Set task 1
According to the Council Point Park text, how long is the park's jogging track?
Set task 2
Using the Council Point Park text, mark each statement yes or no and quote the words that decide it: (a) The land for the park was bought in the late 1980s. (b) The park has three soccer fields. (c) The park borders Wyandotte and Ecorse.
Set task 3
Copy everything from "- Administrator: City" down to "permanent restroom/storage building." in the Council Point Park text, and switch "picnic pavilion" to "band shell".

[start Excerpted text]

- Interactive map of Council Point Park
- Location: 3213 River Drive Lincoln Park, Michigan
- Coordinates: 42°14′08″N 83°09′43″W﻿ / ﻿42.23556°N 83.16194°W
- Area: 27 acres (10.9 ha)
- Administrator: City of Lincoln Park

= Council Point Park =

Council Point Park is a city-owned park in Wayne County in the U.S. state of Michigan. It is located along the Ecorse River within the city of Lincoln Park. The park is 27 acres, and borders the cities of Wyandotte and Ecorse. The point itself is formed by the northern and southern branches of the Ecorse River, just before it reaches the Detroit River. The land for the park was purchased in the late 1980s. The park's dimensions were courtesy of Wade Trim and Associates. The park includes a 1.9 mile jogging track along the Ecorse River, two baseball/softball diamonds, two soccer fields, a picnic pavilion, a children's park with a playscape, an inline hockey arena, and a permanent restroom/storage building.

[end Excerpted text]
[start Provided information]

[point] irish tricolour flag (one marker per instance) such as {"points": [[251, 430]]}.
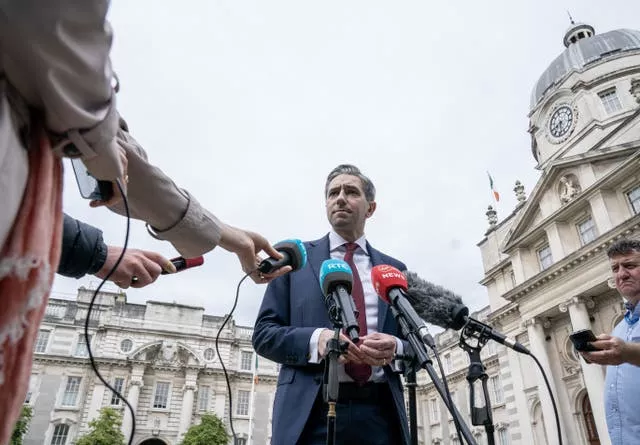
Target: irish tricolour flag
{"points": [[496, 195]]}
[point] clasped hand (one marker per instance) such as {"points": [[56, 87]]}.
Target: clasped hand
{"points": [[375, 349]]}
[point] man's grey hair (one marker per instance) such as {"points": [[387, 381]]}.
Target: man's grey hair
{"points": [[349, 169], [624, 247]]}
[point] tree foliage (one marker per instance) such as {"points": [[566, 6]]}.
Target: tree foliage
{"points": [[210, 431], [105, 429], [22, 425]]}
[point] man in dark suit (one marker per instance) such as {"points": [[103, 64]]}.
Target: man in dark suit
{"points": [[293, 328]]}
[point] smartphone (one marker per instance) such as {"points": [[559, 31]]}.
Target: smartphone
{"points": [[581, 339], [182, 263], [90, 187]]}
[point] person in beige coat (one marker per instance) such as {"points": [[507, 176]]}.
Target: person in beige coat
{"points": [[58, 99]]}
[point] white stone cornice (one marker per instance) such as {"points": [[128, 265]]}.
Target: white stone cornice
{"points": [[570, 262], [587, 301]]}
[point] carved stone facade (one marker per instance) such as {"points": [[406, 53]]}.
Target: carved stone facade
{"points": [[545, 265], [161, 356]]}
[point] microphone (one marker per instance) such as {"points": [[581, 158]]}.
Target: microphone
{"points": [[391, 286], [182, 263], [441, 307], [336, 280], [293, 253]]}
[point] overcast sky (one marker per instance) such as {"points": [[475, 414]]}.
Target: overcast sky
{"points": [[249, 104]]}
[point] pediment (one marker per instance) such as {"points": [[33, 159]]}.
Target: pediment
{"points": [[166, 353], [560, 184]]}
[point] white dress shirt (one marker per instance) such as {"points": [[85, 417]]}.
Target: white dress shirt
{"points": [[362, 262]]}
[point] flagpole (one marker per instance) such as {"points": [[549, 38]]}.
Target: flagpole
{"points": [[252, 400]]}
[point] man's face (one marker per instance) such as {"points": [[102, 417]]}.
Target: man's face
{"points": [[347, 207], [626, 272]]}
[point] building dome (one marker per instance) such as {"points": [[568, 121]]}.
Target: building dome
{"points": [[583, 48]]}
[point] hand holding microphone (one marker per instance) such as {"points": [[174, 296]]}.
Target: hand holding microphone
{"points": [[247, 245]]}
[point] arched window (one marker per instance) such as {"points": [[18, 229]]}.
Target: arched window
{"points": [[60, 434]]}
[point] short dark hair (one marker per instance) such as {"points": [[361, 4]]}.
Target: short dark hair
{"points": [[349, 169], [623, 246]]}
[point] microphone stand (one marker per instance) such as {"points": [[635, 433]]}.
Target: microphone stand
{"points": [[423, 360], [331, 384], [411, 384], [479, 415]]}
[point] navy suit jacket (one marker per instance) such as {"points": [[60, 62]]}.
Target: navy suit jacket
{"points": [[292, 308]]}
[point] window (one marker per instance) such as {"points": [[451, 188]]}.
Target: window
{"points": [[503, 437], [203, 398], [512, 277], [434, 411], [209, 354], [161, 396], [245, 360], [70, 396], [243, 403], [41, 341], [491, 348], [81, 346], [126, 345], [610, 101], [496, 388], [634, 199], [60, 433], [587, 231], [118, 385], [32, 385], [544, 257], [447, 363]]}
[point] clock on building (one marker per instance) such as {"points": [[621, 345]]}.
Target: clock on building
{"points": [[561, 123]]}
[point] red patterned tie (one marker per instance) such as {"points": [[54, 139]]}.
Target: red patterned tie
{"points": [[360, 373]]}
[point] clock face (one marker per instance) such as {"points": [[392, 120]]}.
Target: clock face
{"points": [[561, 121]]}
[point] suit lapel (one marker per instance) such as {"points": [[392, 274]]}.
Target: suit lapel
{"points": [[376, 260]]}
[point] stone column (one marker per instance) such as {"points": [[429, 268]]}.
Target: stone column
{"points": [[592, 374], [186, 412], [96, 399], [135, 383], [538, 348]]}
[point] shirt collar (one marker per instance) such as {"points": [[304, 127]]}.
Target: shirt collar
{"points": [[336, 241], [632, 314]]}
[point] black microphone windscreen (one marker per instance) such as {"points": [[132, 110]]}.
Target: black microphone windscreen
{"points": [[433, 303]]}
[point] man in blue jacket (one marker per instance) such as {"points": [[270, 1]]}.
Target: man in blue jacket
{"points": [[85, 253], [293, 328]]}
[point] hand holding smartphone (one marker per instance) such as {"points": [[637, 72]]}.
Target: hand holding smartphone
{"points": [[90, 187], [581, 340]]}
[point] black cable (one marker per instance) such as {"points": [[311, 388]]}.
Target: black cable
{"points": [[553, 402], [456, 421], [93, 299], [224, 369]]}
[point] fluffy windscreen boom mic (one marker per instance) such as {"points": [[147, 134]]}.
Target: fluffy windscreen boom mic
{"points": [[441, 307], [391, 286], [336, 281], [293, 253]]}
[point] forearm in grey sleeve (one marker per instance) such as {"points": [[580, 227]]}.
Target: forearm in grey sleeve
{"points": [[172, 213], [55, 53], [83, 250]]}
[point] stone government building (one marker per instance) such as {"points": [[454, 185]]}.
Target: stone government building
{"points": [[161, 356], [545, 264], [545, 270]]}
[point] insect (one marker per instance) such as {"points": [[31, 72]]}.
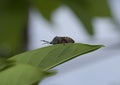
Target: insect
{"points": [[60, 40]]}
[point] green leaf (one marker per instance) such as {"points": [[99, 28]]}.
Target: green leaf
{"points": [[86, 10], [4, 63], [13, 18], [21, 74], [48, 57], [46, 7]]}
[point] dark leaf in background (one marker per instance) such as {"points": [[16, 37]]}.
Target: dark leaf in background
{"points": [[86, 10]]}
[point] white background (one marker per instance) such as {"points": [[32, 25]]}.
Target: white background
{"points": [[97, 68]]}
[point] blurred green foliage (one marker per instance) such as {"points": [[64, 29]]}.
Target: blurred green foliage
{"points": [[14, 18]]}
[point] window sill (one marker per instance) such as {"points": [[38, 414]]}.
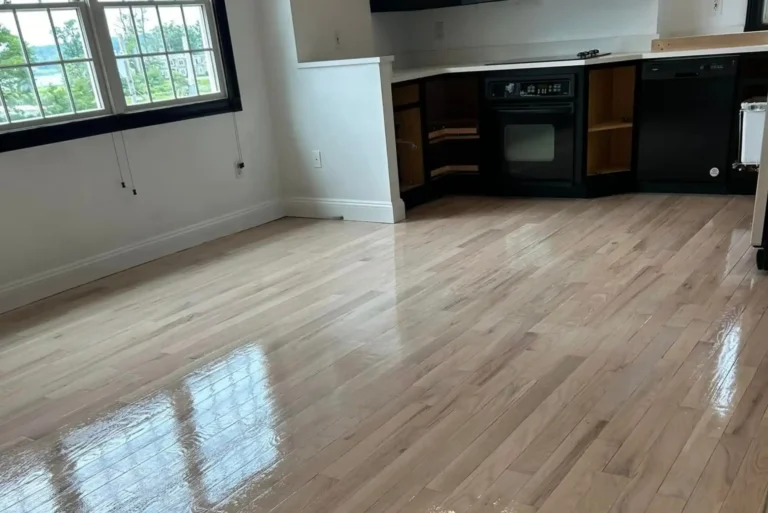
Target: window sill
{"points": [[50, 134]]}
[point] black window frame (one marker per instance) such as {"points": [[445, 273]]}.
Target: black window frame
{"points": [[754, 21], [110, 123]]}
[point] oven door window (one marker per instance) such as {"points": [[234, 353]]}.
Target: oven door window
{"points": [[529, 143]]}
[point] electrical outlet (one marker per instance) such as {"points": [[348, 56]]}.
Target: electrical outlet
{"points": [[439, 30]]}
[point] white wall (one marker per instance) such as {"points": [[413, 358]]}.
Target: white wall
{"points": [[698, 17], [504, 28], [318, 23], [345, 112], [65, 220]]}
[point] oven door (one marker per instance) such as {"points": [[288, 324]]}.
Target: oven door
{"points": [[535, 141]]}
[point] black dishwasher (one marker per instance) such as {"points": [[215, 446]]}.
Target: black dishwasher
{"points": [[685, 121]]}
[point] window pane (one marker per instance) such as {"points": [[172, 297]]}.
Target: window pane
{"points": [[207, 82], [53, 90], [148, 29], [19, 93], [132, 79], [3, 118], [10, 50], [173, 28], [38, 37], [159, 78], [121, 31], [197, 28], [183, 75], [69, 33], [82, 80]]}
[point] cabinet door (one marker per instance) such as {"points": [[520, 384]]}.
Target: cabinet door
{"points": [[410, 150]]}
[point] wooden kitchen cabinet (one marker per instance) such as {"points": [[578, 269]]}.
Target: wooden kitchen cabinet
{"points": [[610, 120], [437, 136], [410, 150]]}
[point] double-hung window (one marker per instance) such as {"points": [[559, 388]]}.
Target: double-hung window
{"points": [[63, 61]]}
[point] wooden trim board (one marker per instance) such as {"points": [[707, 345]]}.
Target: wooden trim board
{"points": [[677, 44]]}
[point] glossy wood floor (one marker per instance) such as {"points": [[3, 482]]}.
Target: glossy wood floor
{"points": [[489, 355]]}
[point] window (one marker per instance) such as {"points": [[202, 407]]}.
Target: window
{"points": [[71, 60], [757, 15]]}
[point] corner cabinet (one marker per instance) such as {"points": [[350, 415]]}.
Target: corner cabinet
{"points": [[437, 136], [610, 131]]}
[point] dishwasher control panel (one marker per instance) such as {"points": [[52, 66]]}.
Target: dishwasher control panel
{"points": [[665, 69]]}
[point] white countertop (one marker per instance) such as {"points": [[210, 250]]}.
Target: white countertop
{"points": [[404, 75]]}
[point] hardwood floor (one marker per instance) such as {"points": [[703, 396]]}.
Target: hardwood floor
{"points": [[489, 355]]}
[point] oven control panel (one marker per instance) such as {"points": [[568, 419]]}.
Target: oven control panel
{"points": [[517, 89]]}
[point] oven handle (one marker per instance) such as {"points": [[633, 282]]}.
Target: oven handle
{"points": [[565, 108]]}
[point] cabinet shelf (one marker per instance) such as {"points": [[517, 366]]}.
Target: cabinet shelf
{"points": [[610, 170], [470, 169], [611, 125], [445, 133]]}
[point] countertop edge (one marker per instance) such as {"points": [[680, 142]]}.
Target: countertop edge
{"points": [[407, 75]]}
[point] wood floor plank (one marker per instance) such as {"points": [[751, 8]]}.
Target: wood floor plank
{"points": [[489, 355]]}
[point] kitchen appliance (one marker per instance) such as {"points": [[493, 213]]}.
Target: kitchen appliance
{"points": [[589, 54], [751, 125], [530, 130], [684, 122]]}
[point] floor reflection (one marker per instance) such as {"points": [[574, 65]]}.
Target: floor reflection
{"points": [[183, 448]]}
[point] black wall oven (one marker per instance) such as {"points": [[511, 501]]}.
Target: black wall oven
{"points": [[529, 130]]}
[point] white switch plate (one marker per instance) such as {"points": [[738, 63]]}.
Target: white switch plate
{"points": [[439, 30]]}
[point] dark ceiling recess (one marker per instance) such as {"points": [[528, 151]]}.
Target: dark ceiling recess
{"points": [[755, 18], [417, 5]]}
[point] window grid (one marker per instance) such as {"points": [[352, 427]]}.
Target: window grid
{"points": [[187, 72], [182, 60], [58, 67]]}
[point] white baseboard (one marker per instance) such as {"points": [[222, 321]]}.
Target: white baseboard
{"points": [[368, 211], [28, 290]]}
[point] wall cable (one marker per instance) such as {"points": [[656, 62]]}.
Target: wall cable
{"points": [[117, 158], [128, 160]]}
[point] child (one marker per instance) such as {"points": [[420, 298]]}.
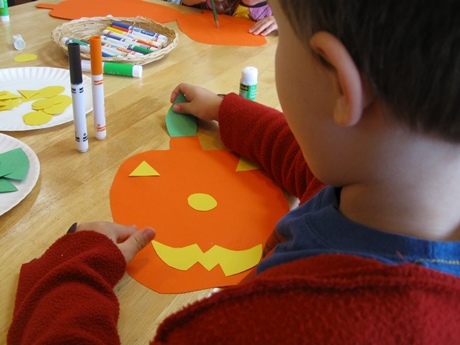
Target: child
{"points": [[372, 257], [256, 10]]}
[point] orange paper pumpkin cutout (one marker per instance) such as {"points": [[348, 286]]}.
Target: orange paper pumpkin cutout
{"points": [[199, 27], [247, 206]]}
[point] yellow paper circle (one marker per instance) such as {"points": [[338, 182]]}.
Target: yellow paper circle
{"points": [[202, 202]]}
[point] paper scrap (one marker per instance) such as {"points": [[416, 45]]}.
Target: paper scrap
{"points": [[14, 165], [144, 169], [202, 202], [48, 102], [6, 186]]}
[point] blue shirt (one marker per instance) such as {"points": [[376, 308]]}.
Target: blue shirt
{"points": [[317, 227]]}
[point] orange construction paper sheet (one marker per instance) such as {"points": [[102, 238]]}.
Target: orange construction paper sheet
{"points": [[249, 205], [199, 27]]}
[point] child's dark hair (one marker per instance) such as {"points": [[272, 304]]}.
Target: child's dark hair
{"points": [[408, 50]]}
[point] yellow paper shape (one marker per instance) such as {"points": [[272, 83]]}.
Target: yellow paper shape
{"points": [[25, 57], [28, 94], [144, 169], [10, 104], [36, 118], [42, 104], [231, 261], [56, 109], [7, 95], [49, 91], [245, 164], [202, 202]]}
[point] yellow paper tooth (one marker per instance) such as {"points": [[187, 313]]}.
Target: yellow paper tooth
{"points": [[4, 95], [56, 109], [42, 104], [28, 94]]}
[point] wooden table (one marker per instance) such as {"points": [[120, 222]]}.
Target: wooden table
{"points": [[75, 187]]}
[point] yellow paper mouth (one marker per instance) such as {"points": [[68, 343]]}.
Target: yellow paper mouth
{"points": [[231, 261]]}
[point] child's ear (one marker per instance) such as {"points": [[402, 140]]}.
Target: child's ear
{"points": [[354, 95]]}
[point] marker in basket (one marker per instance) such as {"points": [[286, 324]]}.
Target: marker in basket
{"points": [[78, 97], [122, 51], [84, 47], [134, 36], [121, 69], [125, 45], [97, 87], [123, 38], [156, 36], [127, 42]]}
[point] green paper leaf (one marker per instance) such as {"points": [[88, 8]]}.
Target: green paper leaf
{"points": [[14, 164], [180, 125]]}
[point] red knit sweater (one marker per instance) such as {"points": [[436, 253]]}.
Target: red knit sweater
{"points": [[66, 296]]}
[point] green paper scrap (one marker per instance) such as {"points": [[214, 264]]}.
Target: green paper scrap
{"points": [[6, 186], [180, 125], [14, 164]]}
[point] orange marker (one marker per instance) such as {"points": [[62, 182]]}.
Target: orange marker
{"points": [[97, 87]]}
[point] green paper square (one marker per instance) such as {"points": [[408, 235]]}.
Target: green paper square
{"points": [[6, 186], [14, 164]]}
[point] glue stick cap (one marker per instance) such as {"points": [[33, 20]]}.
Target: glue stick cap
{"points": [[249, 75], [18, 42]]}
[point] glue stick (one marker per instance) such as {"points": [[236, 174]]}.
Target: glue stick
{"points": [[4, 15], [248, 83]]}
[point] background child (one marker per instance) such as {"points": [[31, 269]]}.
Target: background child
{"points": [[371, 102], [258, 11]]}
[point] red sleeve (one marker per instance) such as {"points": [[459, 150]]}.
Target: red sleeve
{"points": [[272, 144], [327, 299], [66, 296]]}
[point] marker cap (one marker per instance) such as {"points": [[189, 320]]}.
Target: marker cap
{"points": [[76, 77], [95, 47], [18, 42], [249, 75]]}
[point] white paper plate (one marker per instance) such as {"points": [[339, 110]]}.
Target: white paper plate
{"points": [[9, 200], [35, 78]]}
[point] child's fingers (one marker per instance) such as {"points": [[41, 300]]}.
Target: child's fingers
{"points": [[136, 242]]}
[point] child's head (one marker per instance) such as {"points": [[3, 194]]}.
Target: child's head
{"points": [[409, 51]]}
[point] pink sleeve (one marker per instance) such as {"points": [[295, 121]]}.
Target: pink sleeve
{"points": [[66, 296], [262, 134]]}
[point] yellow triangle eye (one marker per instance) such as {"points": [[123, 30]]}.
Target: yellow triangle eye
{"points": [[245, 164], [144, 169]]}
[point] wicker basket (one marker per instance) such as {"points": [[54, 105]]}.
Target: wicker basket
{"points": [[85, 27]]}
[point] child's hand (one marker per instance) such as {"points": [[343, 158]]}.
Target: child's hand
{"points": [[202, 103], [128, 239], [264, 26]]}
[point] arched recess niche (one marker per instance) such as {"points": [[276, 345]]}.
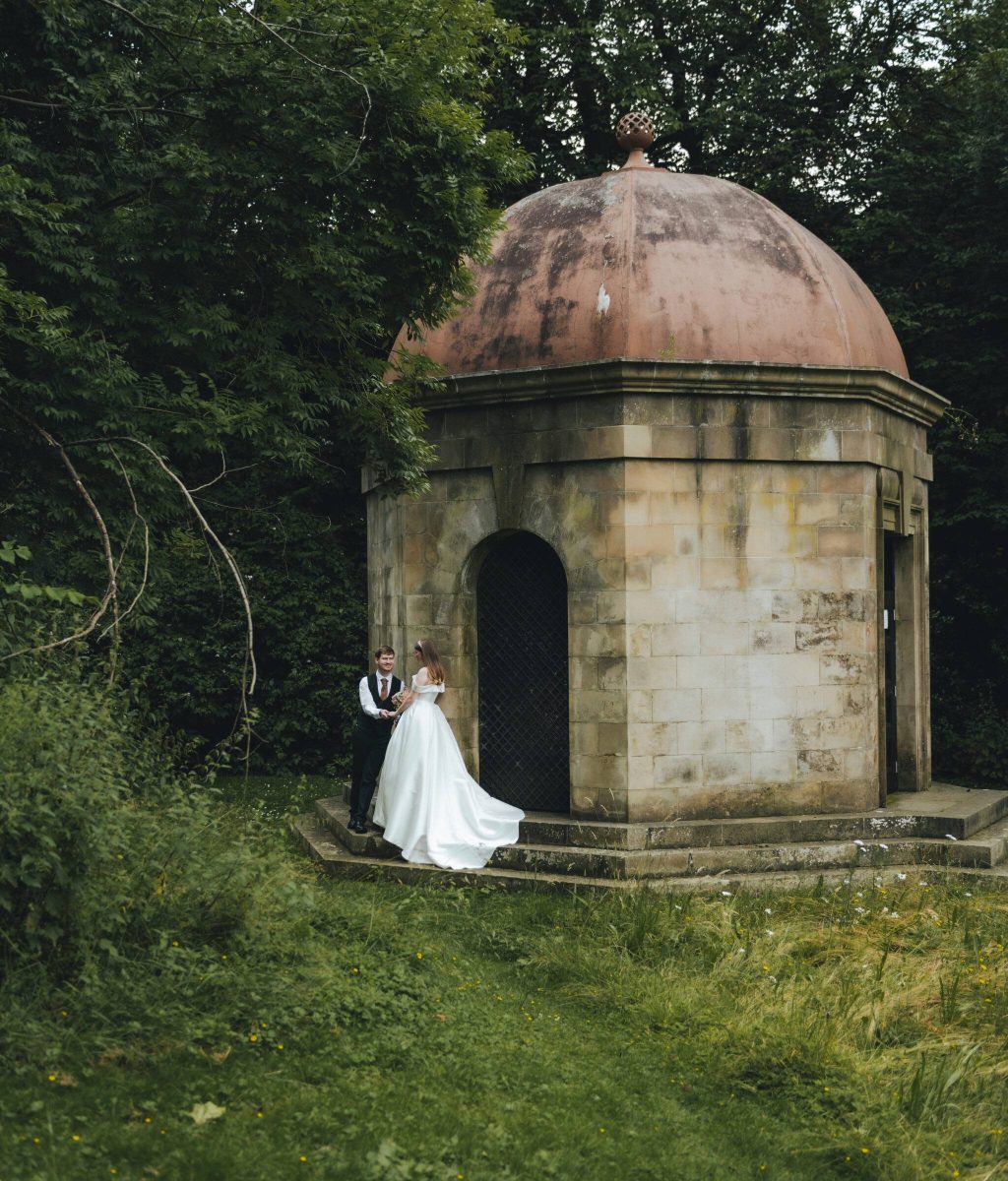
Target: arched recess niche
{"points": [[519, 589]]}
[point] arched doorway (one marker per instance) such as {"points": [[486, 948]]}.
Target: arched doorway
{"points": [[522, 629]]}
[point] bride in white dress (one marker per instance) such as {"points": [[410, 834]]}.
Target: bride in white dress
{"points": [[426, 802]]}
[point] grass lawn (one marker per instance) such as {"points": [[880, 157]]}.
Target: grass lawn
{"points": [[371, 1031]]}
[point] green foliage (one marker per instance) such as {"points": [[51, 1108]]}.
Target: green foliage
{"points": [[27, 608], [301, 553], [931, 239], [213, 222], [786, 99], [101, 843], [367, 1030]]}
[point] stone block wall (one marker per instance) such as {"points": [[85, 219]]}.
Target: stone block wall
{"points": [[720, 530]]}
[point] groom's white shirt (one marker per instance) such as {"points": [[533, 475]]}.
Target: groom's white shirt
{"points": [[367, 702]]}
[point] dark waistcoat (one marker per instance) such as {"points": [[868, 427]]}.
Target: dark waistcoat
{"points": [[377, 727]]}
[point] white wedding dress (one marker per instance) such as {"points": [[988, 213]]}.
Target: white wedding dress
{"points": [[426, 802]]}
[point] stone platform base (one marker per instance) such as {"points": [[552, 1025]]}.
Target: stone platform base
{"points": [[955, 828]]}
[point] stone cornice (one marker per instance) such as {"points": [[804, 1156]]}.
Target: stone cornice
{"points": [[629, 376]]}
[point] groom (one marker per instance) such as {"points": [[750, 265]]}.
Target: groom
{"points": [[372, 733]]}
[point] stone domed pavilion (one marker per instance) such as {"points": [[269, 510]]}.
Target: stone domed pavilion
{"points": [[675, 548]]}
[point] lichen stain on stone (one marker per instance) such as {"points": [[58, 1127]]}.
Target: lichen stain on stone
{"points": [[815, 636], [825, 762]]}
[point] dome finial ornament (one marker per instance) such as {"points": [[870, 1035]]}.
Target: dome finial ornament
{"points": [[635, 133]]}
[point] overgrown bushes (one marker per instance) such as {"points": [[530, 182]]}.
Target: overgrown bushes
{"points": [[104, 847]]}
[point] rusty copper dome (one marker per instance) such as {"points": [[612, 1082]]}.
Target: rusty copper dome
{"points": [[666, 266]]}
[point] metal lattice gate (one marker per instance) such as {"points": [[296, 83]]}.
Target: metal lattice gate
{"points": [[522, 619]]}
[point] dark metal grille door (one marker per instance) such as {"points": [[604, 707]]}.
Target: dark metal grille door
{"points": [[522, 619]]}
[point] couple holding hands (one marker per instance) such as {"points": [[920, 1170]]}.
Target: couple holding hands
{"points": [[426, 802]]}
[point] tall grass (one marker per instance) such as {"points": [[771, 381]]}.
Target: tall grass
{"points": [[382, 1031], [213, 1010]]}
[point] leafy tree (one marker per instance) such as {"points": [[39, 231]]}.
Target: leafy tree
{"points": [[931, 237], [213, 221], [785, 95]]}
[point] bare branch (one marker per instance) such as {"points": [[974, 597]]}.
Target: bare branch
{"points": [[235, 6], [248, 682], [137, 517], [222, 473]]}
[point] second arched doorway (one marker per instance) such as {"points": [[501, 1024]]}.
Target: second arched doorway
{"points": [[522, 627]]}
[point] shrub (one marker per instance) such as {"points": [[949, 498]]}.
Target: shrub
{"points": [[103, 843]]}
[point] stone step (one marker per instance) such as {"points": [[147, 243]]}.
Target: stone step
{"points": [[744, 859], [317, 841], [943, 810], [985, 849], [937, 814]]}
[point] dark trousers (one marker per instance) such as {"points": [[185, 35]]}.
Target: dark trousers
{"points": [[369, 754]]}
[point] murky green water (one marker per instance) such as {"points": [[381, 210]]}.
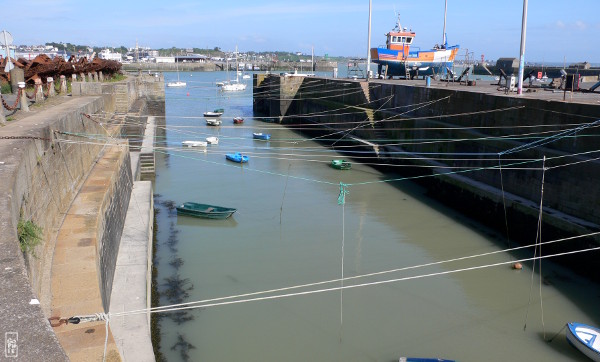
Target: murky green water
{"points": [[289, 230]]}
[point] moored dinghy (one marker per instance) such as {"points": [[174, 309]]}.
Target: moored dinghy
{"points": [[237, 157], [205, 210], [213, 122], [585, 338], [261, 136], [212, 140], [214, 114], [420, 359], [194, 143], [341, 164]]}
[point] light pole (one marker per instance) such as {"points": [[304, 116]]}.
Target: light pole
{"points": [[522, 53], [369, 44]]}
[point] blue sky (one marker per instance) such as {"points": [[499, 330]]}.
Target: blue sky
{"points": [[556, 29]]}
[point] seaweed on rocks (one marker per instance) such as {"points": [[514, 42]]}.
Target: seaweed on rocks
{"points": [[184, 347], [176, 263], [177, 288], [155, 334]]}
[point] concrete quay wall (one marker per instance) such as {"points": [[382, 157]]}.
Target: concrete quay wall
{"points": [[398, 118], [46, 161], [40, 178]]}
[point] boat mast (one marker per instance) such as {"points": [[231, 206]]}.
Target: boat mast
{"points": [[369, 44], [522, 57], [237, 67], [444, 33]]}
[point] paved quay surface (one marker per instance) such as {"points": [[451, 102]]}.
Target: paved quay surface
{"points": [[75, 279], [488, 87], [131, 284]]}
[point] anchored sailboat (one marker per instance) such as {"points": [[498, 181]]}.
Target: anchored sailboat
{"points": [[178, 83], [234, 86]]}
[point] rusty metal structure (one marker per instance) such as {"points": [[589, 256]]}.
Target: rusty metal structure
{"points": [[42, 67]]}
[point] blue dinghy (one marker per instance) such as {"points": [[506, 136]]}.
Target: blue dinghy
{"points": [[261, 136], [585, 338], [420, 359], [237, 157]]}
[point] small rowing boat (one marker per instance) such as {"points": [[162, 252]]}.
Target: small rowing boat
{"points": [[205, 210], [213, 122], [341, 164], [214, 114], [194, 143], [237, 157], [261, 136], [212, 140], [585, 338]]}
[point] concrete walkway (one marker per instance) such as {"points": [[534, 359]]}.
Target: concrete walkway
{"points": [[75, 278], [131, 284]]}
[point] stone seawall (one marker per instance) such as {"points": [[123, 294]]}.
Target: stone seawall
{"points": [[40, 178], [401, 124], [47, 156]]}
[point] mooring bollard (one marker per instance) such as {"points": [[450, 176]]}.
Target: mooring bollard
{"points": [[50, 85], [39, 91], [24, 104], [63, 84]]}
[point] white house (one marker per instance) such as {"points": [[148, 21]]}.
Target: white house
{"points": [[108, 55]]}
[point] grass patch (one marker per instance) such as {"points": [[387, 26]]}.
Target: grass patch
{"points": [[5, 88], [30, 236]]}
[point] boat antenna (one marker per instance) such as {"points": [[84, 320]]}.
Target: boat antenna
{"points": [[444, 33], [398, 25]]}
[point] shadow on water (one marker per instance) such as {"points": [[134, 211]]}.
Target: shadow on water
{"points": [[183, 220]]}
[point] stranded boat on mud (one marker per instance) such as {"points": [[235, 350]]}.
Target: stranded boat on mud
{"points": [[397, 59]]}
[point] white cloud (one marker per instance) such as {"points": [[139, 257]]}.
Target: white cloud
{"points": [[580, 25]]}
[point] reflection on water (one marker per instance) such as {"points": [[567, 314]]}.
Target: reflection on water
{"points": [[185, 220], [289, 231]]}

[end Provided information]

Worked answer 1
It is 1.9 miles long and runs along the Ecorse River.

Worked answer 2
(a) Yes: "The land for the park was purchased in the late 1980s."
(b) No: "two soccer fields"
(c) Yes: "borders the cities of Wyandotte and Ecorse"

Worked answer 3
- Administrator: City of Lincoln Park

= Council Point Park =

Council Point Park is a city-owned park in Wayne County in the U.S. state of Michigan. It is located along the Ecorse River within the city of Lincoln Park. The park is 27 acres, and borders the cities of Wyandotte and Ecorse. The point itself is formed by the northern and southern branches of the Ecorse River, just before it reaches the Detroit River. The land for the park was purchased in the late 1980s. The park's dimensions were courtesy of Wade Trim and Associates. The park includes a 1.9 mile jogging track along the Ecorse River, two baseball/softball diamonds, two soccer fields, a band shell, a children's park with a playscape, an inline hockey arena, and a permanent restroom/storage building.